* Extrait à lire
────────────────
De par ces augmentations, quels sont les nouveaux impôts et taxes instaurés dans le PLF 2018 ?
Le PLF 2018 prévoit de nouveaux impôts et taxes. Il s’agit de :
- Instauration d’une contribution générale sociale autour de 1% sur le revenu imposable annuel global des personnes physiques (y compris le revenu exonéré), qui ne sera pas exceptionnelle mais plutôt permanente ;
- Instauration du droit de timbre pour les services internet soumis à l’augmentation prévue sur les services téléphoniques ;
- Instauration du droit de timbre sur les affaires en justice ;
- Instauration d’une taxe hôtelière de 3DT par personne et par nuitée ;
- Instauration de la TVA sur la promotion immobilière y compris l’habitation. Cette mesure a été proposée dans le PLF 2017 et a été par la suite supprimée vu qu’elle va automatiquement augmenter d’une manière très importante les prix et aura un impact sur le secteur promotionnel immobilier qui passe déjà par une crise de mévente.
Que pensez-vous de ces mesures?
On constate qu’il y a plusieurs augmentations qui vont avoir forcément un impact sur le taux d’inflation. Ce taux qui est déjà à un niveau très élevé, soit 5,7% à fin août 2017.
D’ailleurs, l’expérience a montré qu’à chaque fois qu’il y a une augmentation de taxes, les commerçants, les industriels et les différents opérateurs économiques saisissent cette augmentation pour augmenter leurs prix. Donc, l’augmentation du taux d’inflation sera plus élevée, plus qu’on ne l’imagine.
Ainsi, la Tunisie a un système qui fait qu’on superpose une taxe à une autre. Lorsqu’on parle d’ un impact direct sur le taux d’inflation, cela signifie qu’il s’agit d’un impact négatif aussi bien sur la consommation que l’investissement, les deux principaux moteurs de croissance. Alors comment peut-on parler d’un taux de croissance de 3% en 2018 alors qu’on est en train de prendre des mesures fiscales qui vont provoquer un effet contraire ? s’insurge-t-il.
────────────────
Libellés des points d'objets
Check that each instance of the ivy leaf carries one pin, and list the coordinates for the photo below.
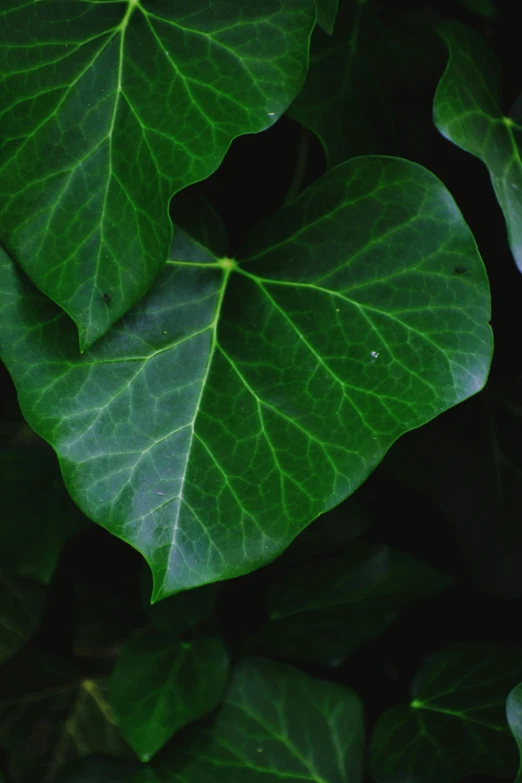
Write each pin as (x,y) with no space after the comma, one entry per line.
(326,13)
(275,724)
(34,524)
(321,611)
(50,714)
(160,685)
(514,718)
(373,67)
(467,111)
(240,400)
(22,607)
(456,723)
(118,106)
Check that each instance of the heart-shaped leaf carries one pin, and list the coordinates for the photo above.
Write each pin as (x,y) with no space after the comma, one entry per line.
────────────────
* Consigne 1
Recopiez intégralement l'extrait sur les nouveaux impôts et taxes du PLF 2018.
* Consigne 2
Présentez toutes les lignes des entrées sous forme de tableau Markdown à deux colonnes : « N° » pour le numéro de ligne et « Ligne » pour son texte. Omettez les lignes vides et les images.

* Réponse attendue 1
De par ces augmentations, quels sont les nouveaux impôts et taxes instaurés dans le PLF 2018 ?
Le PLF 2018 prévoit de nouveaux impôts et taxes. Il s’agit de :
- Instauration d’une contribution générale sociale autour de 1% sur le revenu imposable annuel global des personnes physiques (y compris le revenu exonéré), qui ne sera pas exceptionnelle mais plutôt permanente ;
- Instauration du droit de timbre pour les services internet soumis à l’augmentation prévue sur les services téléphoniques ;
- Instauration du droit de timbre sur les affaires en justice ;
- Instauration d’une taxe hôtelière de 3DT par personne et par nuitée ;
- Instauration de la TVA sur la promotion immobilière y compris l’habitation. Cette mesure a été proposée dans le PLF 2017 et a été par la suite supprimée vu qu’elle va automatiquement augmenter d’une manière très importante les prix et aura un impact sur le secteur promotionnel immobilier qui passe déjà par une crise de mévente.
Que pensez-vous de ces mesures?
On constate qu’il y a plusieurs augmentations qui vont avoir forcément un impact sur le taux d’inflation. Ce taux qui est déjà à un niveau très élevé, soit 5,7% à fin août 2017.
D’ailleurs, l’expérience a montré qu’à chaque fois qu’il y a une augmentation de taxes, les commerçants, les industriels et les différents opérateurs économiques saisissent cette augmentation pour augmenter leurs prix. Donc, l’augmentation du taux d’inflation sera plus élevée, plus qu’on ne l’imagine.
Ainsi, la Tunisie a un système qui fait qu’on superpose une taxe à une autre. Lorsqu’on parle d’ un impact direct sur le taux d’inflation, cela signifie qu’il s’agit d’un impact négatif aussi bien sur la consommation que l’investissement, les deux principaux moteurs de croissance. Alors comment peut-on parler d’un taux de croissance de 3% en 2018 alors qu’on est en train de prendre des mesures fiscales qui vont provoquer un effet contraire ? s’insurge-t-il.

* Réponse attendue 2
| N° | Ligne |
|---|---|
| 1 | Check that each instance of the ivy leaf carries one pin, and list the coordinates for the photo below. |
| 2 | Write each pin as (x,y) with no space after the comma, one entry per line. |
| 3 | (326,13) |
| 4 | (275,724) |
| 5 | (34,524) |
| 6 | (321,611) |
| 7 | (50,714) |
| 8 | (160,685) |
| 9 | (514,718) |
| 10 | (373,67) |
| 11 | (467,111) |
| 12 | (240,400) |
| 13 | (22,607) |
| 14 | (456,723) |
| 15 | (118,106) |
| 16 | Check that each instance of the heart-shaped leaf carries one pin, and list the coordinates for the photo above. |
| 17 | Write each pin as (x,y) with no space after the comma, one entry per line. |